- [Goal] Copy out each of the entries below word for word, keeping every line as given.

- [Dataset records]
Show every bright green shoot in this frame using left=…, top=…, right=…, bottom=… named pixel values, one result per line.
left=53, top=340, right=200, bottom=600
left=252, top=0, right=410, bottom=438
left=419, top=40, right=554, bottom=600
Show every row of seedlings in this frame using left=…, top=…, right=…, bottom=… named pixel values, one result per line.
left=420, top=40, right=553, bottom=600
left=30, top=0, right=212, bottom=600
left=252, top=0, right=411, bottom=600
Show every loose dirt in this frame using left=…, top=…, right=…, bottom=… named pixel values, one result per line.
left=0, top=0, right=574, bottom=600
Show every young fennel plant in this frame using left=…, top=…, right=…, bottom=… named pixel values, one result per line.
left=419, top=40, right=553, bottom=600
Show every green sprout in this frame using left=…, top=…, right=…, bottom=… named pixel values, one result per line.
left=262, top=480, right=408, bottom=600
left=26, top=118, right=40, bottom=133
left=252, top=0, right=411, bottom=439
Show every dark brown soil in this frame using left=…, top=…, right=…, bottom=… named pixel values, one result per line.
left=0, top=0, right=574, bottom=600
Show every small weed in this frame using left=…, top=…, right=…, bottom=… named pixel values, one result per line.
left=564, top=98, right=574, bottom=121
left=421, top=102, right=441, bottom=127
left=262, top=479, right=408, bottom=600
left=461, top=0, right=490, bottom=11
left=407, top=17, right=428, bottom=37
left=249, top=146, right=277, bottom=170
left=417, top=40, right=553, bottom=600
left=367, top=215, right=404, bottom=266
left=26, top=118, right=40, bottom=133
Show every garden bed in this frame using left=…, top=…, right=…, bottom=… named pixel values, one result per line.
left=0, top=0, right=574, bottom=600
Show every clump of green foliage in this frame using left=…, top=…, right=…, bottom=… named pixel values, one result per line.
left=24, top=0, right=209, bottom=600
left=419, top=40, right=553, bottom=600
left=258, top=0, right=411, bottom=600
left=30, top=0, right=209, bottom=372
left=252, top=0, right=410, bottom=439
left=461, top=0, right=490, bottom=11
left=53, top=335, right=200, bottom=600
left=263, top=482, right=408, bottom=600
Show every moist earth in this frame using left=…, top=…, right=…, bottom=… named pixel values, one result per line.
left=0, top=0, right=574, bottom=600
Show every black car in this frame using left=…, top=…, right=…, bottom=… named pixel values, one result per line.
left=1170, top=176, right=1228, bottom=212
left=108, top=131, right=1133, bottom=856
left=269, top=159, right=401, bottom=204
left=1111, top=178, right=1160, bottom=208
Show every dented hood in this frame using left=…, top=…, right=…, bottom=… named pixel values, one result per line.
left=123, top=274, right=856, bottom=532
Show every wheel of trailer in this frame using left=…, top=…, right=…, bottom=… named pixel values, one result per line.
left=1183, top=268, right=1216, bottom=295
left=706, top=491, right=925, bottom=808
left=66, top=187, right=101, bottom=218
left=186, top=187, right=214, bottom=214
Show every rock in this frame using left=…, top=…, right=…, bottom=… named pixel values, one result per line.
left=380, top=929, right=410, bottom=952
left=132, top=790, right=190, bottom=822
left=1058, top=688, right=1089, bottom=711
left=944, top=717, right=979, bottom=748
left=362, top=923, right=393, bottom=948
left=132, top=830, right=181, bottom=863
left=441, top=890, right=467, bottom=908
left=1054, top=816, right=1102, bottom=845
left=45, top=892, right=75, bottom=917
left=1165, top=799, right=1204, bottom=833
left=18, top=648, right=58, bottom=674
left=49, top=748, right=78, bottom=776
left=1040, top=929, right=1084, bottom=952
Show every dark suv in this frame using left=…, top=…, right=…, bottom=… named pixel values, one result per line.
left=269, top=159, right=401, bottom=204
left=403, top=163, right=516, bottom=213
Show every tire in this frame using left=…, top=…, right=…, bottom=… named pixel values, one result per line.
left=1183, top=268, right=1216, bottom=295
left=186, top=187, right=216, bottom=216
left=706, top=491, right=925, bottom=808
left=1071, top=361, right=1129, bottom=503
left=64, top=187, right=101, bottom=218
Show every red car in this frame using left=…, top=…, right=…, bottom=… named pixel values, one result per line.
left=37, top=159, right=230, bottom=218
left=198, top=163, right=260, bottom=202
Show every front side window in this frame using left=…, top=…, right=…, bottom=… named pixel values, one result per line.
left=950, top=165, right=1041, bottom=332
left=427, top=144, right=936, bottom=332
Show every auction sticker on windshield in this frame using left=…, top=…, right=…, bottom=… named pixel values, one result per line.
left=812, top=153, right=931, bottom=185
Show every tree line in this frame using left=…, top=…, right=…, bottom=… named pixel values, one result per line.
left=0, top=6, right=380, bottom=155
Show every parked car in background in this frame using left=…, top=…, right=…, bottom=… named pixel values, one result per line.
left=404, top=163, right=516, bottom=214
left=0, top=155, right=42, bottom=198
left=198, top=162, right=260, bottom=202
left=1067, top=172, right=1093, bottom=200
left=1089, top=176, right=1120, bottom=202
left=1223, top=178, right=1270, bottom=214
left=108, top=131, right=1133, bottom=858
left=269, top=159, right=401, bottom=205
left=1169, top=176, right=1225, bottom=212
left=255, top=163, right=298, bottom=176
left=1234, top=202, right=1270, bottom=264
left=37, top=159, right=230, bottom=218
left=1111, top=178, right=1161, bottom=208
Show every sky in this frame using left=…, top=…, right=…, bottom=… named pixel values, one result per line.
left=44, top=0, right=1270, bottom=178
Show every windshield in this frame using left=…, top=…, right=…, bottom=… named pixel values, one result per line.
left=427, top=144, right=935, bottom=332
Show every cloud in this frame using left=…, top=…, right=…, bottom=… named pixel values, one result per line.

- [In response]
Show every bright green shoot in this frame using left=…, top=…, right=…, bottom=… named pixel values, one result per line.
left=53, top=340, right=200, bottom=600
left=252, top=0, right=410, bottom=438
left=419, top=40, right=554, bottom=600
Show every row of seedlings in this frame using left=…, top=…, right=…, bottom=… named pixel values, one result per line.
left=420, top=40, right=553, bottom=600
left=30, top=0, right=212, bottom=600
left=252, top=0, right=411, bottom=600
Show every loose dirt in this frame using left=…, top=…, right=…, bottom=… named pixel values, one result per line.
left=0, top=0, right=574, bottom=600
Show every young fennel plant in this frame using left=…, top=…, right=…, bottom=… named pixel values, one result per line.
left=419, top=40, right=553, bottom=600
Show every green sprout in this frame using left=…, top=…, right=…, bottom=… named pixel values, one result per line.
left=262, top=480, right=408, bottom=600
left=26, top=118, right=40, bottom=133
left=252, top=0, right=411, bottom=439
Show every dark brown soil in this frame using left=…, top=…, right=…, bottom=… named pixel values, one result per line.
left=0, top=0, right=574, bottom=600
Show every small weed in this frame using left=…, top=…, right=…, bottom=… named pixel values, one result per line.
left=564, top=98, right=574, bottom=121
left=421, top=102, right=441, bottom=127
left=262, top=479, right=408, bottom=600
left=461, top=0, right=490, bottom=11
left=407, top=17, right=428, bottom=37
left=249, top=146, right=277, bottom=170
left=417, top=40, right=553, bottom=600
left=367, top=215, right=404, bottom=266
left=26, top=118, right=40, bottom=133
Show every garden bed in this frame using left=…, top=…, right=…, bottom=… named pixel values, one result per line.
left=0, top=0, right=574, bottom=600
Show every clump of green foliage in this frame using left=…, top=…, right=…, bottom=… named pixel values, one result per line.
left=24, top=0, right=209, bottom=600
left=419, top=40, right=553, bottom=600
left=258, top=0, right=411, bottom=600
left=30, top=0, right=209, bottom=372
left=252, top=0, right=410, bottom=439
left=461, top=0, right=490, bottom=11
left=53, top=335, right=200, bottom=600
left=263, top=482, right=408, bottom=600
Show every moist earth in this frame using left=…, top=…, right=…, bottom=… named pixel values, one result per line.
left=0, top=0, right=574, bottom=600
Show every black car in this frame using left=…, top=…, right=…, bottom=… named pixel values, one result per line.
left=1170, top=176, right=1228, bottom=212
left=108, top=131, right=1133, bottom=856
left=269, top=159, right=401, bottom=204
left=1111, top=178, right=1160, bottom=208
Show every dented hood in this frame using left=…, top=…, right=…, bottom=… named pixel values, one result per line.
left=123, top=274, right=856, bottom=532
Show every wheel of trailer in this frame using left=…, top=…, right=…, bottom=… named pixel values, one result per line.
left=1183, top=268, right=1216, bottom=295
left=706, top=491, right=925, bottom=808
left=66, top=187, right=101, bottom=218
left=186, top=187, right=214, bottom=214
Show every rock in this frame using left=…, top=…, right=…, bottom=… named pixel values, one result per line.
left=380, top=929, right=410, bottom=952
left=132, top=790, right=190, bottom=822
left=1058, top=688, right=1089, bottom=711
left=944, top=717, right=979, bottom=748
left=362, top=923, right=393, bottom=948
left=132, top=830, right=181, bottom=863
left=441, top=890, right=467, bottom=908
left=1054, top=816, right=1102, bottom=845
left=45, top=892, right=75, bottom=917
left=1165, top=799, right=1204, bottom=833
left=18, top=648, right=58, bottom=674
left=49, top=748, right=78, bottom=776
left=1040, top=929, right=1084, bottom=952
Show every dark suv in this frame using left=…, top=…, right=…, bottom=… named pixel values, one result per line.
left=269, top=159, right=401, bottom=204
left=403, top=163, right=516, bottom=213
Show every tire in this frame using left=…, top=…, right=…, bottom=… named pixel values, one result per line.
left=1183, top=268, right=1216, bottom=295
left=186, top=187, right=216, bottom=216
left=706, top=491, right=925, bottom=808
left=1071, top=361, right=1129, bottom=503
left=64, top=187, right=101, bottom=218
Show every red car in this frame using left=…, top=…, right=…, bottom=… named pixel values, one result per line.
left=37, top=159, right=230, bottom=218
left=198, top=163, right=260, bottom=202
Show every front side window in this frame using left=…, top=…, right=…, bottom=… named pixel values, one result per line.
left=950, top=165, right=1041, bottom=332
left=427, top=144, right=936, bottom=332
Show every auction sticker on windshield in this frame using left=…, top=…, right=…, bottom=… named pixel values, one result per line.
left=812, top=153, right=931, bottom=185
Show every tree line in this frame using left=…, top=…, right=…, bottom=… named pixel values, one result per line.
left=0, top=6, right=380, bottom=155
Show every parked car in background in this frame using left=…, top=…, right=…, bottom=… named pixel values, one result per line.
left=404, top=163, right=516, bottom=214
left=0, top=155, right=42, bottom=198
left=198, top=162, right=260, bottom=202
left=1067, top=172, right=1093, bottom=200
left=1089, top=176, right=1120, bottom=202
left=1223, top=178, right=1270, bottom=214
left=108, top=131, right=1133, bottom=858
left=269, top=159, right=401, bottom=205
left=1169, top=176, right=1225, bottom=212
left=255, top=163, right=298, bottom=176
left=1234, top=202, right=1270, bottom=264
left=37, top=159, right=230, bottom=218
left=1111, top=178, right=1161, bottom=208
Show every sky in this frame using left=…, top=…, right=…, bottom=… named pixel values, one result per line.
left=44, top=0, right=1270, bottom=178
Show every windshield in this frame using left=…, top=…, right=…, bottom=… named pixel values, one result per line.
left=427, top=144, right=935, bottom=332
Show every cloud in this frame using left=…, top=…, right=…, bottom=… named pixel values, one result per line.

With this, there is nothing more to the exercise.